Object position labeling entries
+ + + + +

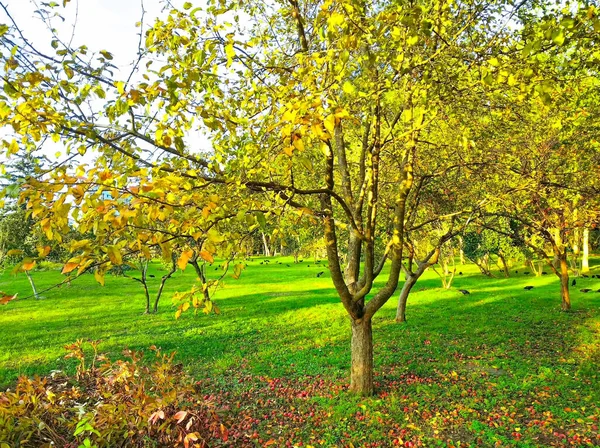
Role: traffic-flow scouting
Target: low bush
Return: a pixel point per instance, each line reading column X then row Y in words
column 125, row 403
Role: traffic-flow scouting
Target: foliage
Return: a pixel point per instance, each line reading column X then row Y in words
column 500, row 366
column 106, row 404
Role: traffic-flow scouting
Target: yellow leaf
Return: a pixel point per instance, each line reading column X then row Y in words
column 184, row 258
column 335, row 19
column 43, row 251
column 114, row 255
column 299, row 144
column 230, row 53
column 70, row 266
column 349, row 88
column 205, row 255
column 28, row 264
column 99, row 276
column 329, row 123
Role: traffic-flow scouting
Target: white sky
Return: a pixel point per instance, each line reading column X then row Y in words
column 101, row 24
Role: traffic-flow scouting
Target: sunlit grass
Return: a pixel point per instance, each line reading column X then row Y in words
column 508, row 344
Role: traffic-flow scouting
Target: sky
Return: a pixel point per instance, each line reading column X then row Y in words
column 100, row 24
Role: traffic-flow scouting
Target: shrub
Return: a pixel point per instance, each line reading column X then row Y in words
column 126, row 403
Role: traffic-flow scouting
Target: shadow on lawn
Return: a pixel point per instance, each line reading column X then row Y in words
column 285, row 333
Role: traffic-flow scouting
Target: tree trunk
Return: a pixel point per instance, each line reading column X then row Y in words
column 30, row 278
column 144, row 272
column 266, row 245
column 461, row 252
column 558, row 241
column 411, row 280
column 504, row 265
column 162, row 283
column 585, row 260
column 564, row 282
column 361, row 373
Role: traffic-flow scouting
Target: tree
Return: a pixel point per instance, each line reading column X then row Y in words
column 314, row 107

+ + + + +

• Work instructions
Quote all of the entries above verbatim, omitting the picture from your reply.

• Answer to the exercise
Role: traffic-flow scouting
Target: low bush
Return: a pixel point per instance, each line reading column X then row Y in words
column 125, row 403
Role: traffic-flow scouting
Target: foliage
Return: a pixel point per instance, each line reading column X then row Y in words
column 500, row 366
column 106, row 404
Role: traffic-flow scouting
Target: yellow leaf
Return: a pixel point per instance, each line reading column X then row Y in words
column 184, row 258
column 335, row 19
column 43, row 251
column 114, row 255
column 299, row 144
column 230, row 53
column 70, row 266
column 349, row 88
column 205, row 255
column 28, row 264
column 99, row 276
column 329, row 123
Role: traffic-flow scouting
Target: white sky
Return: a pixel point per instance, each line reading column X then row Y in words
column 101, row 24
Role: traffic-flow scouting
Target: sunlit grass
Return: a pixel point per instance, each line reading column X then row Y in words
column 508, row 344
Role: traffic-flow scouting
Target: sky
Return: a pixel point per instance, each line reading column X then row Y in words
column 100, row 24
Role: traffic-flow scouting
Target: shrub
Return: a pixel point per instance, each line reading column X then row Y in words
column 126, row 403
Role: traffic-flow scouting
Target: shadow on lawn
Return: a pixel point per instance, each line reading column X then row Y in words
column 285, row 333
Role: traffic-flow scouting
Target: tree trunk
Return: a pixel point per instance, each line reading column X then row Y in words
column 30, row 278
column 144, row 272
column 266, row 245
column 461, row 252
column 558, row 241
column 411, row 280
column 504, row 265
column 162, row 283
column 585, row 260
column 564, row 282
column 361, row 373
Role: traffic-flow scouting
Target: tree
Return: a pixel point per instance, each line reading column X then row Y in words
column 314, row 107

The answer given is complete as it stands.